Jesse Eisenberg construiu uma carreira de tipos estranhos e deslocados socialmente – tanto que foi indicado ao Oscar pelo seu retrato do maior exemplo contemporâneo dessa linha de comportamento, o Mark Zuckerberg de A Rede Social (2010). Em A Arte da Autodefesa, ele é Casey, um contador solitário que vive sozinho em um minúsculo apartamento, tendo como companhia apenas um pequeno cãozinho dachshund. Um dia, ao chegar em casa ao anoitecer, descobre não ter armazenada comida para o bichinho, e por isso se vê obrigado a sair novamente para ir até o mercado. A intenção é clara: tem-se como protagonista uma figura tão submissa que até mesmo seu animal de estimação não lhe permite um momento de descanso. Se no trabalho os colegas o ignoram e o chefe o trata com complacência, em casa a situação não é muito diferente – mesmo morando ele sem mais ninguém por perto.

_Lista de tarefas_:
[a] Liste todos os nomes próprios de pessoas e personagens que aparecem no texto sobre A Arte da Autodefesa.
[b] Segundo o texto sobre A Arte da Autodefesa, qual é a profissão de Casey?
[c] Cite literalmente o trecho do texto sobre A Arte da Autodefesa entre "Jesse Eisenberg construiu" e "ninguém por perto.", inclusive.

_Informações fornecidas_:
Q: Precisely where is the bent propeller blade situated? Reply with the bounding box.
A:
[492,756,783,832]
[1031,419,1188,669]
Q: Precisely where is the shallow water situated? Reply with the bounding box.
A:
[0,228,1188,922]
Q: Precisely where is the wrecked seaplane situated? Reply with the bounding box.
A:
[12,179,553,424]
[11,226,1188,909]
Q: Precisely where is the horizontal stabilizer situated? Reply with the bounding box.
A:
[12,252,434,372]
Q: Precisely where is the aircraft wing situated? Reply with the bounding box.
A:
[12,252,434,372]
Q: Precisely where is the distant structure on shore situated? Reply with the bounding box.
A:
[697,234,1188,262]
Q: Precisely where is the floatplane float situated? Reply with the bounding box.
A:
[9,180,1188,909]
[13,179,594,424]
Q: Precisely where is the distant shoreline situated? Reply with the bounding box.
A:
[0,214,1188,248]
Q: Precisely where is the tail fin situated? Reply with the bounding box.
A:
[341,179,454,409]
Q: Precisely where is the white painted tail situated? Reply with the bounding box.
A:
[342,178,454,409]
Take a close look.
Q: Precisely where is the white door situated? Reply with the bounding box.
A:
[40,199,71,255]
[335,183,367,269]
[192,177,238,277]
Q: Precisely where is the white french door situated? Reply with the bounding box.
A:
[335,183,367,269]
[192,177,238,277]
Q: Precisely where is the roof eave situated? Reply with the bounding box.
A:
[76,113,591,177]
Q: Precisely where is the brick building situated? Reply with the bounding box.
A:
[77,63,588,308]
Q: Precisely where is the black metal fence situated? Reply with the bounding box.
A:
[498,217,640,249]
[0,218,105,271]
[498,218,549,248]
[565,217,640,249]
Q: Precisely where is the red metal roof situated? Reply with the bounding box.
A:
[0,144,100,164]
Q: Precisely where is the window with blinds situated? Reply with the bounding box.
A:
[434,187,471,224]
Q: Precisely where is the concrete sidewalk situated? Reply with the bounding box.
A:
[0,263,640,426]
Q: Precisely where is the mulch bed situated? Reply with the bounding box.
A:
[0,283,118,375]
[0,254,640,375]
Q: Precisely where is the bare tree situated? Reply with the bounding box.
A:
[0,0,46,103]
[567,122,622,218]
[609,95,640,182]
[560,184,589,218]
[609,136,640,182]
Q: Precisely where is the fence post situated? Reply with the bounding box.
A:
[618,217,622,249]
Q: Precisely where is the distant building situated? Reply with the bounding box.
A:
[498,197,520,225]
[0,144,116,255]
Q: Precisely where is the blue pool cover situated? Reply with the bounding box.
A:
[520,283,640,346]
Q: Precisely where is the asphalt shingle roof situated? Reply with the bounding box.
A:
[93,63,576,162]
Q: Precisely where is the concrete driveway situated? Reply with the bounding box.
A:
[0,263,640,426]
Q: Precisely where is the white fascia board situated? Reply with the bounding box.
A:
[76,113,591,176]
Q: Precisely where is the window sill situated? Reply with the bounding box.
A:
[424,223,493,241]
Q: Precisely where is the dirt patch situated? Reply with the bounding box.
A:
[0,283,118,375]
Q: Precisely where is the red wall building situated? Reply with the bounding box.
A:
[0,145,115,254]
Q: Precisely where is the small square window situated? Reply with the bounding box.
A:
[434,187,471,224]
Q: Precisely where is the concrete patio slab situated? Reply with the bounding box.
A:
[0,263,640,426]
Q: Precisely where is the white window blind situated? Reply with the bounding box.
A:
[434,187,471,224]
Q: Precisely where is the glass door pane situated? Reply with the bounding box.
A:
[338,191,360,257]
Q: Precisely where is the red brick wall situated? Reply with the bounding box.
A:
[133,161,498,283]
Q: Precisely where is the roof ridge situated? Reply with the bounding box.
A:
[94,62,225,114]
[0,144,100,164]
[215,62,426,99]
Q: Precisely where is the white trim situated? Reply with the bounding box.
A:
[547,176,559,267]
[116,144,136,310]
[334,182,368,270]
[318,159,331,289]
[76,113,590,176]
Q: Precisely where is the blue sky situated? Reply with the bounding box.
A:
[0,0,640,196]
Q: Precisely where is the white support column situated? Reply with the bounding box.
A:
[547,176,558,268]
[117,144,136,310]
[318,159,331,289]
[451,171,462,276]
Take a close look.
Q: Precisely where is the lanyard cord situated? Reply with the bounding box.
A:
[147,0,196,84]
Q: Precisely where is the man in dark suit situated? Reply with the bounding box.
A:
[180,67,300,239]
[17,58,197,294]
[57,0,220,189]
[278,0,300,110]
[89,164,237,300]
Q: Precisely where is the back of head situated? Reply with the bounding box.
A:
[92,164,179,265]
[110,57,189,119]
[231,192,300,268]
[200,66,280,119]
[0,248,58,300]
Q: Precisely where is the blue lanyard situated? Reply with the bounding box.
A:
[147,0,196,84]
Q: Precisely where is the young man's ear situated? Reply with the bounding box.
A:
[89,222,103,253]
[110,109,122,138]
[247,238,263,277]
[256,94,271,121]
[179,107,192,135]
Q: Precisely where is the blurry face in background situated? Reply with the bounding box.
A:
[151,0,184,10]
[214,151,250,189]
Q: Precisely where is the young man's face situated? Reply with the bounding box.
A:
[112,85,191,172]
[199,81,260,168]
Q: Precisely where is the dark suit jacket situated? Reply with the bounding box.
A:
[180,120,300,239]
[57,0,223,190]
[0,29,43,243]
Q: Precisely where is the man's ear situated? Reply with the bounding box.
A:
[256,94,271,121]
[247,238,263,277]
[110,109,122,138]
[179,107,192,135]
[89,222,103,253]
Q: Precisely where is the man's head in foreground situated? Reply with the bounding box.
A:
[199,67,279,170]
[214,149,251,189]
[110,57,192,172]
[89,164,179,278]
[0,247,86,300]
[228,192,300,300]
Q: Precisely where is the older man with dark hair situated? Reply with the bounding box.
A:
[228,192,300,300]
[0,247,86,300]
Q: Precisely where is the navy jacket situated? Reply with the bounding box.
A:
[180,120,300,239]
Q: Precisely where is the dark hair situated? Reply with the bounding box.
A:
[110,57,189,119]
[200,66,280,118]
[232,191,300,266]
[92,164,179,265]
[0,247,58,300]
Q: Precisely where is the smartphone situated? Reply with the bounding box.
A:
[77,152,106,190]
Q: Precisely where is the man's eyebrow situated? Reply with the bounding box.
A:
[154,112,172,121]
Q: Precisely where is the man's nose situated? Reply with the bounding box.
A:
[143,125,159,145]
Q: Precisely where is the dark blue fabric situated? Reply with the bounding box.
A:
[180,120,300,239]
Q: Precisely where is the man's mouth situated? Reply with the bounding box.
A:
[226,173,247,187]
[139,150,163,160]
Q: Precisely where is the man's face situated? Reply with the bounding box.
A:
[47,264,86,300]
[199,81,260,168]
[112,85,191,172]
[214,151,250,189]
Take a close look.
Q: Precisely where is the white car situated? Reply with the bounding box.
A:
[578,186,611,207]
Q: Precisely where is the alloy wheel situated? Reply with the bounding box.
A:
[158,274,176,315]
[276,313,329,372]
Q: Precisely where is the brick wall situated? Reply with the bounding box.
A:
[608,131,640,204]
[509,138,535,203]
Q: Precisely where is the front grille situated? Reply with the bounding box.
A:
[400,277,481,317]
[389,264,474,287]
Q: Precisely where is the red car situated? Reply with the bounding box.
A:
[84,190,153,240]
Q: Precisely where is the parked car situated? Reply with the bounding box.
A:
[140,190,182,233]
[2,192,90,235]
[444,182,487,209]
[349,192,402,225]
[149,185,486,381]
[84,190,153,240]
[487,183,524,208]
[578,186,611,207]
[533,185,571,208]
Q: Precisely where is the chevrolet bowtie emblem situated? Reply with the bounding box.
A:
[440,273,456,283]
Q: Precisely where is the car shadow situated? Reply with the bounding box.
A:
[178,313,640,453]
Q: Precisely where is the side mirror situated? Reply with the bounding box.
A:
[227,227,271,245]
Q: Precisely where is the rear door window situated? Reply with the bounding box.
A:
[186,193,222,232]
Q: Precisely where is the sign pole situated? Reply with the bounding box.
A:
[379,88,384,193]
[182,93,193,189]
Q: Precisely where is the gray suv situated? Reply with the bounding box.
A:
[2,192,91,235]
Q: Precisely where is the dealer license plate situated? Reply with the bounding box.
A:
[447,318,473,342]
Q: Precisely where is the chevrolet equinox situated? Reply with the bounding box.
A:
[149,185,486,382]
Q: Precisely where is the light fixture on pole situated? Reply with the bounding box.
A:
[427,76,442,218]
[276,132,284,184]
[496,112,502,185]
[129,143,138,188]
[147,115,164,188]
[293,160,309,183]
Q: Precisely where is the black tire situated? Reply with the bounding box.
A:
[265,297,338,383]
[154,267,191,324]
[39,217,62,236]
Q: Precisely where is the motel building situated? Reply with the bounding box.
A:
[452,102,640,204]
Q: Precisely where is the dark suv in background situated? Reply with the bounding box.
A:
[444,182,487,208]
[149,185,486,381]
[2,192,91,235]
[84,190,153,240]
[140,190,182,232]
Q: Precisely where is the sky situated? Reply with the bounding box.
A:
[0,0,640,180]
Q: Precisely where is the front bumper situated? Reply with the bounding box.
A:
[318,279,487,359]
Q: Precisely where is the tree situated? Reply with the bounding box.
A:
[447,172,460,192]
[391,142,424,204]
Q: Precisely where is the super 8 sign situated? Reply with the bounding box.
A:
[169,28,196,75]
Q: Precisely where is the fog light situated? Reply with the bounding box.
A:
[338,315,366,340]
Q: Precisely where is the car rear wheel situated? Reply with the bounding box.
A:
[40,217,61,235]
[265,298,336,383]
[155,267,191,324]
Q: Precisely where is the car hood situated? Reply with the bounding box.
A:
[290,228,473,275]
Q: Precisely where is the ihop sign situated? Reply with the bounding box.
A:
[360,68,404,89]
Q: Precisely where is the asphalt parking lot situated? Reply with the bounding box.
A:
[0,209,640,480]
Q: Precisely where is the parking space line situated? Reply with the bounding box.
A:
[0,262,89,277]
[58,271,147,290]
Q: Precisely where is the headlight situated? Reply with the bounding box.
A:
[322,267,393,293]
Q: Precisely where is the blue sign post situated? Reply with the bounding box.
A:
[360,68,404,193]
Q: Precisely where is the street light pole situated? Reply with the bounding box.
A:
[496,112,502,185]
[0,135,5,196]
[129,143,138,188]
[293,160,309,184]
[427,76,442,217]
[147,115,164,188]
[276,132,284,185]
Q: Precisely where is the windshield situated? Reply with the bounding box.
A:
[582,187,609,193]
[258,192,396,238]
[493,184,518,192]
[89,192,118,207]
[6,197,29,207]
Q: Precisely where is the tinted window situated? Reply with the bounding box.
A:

_Respostas por tarefa_:
[a] Jesse Eisenberg, Mark Zuckerberg, Casey

[b] Casey é contador.

[c]
Jesse Eisenberg construiu uma carreira de tipos estranhos e deslocados socialmente – tanto que foi indicado ao Oscar pelo seu retrato do maior exemplo contemporâneo dessa linha de comportamento, o Mark Zuckerberg de A Rede Social (2010). Em A Arte da Autodefesa, ele é Casey, um contador solitário que vive sozinho em um minúsculo apartamento, tendo como companhia apenas um pequeno cãozinho dachshund. Um dia, ao chegar em casa ao anoitecer, descobre não ter armazenada comida para o bichinho, e por isso se vê obrigado a sair novamente para ir até o mercado. A intenção é clara: tem-se como protagonista uma figura tão submissa que até mesmo seu animal de estimação não lhe permite um momento de descanso. Se no trabalho os colegas o ignoram e o chefe o trata com complacência, em casa a situação não é muito diferente – mesmo morando ele sem mais ninguém por perto.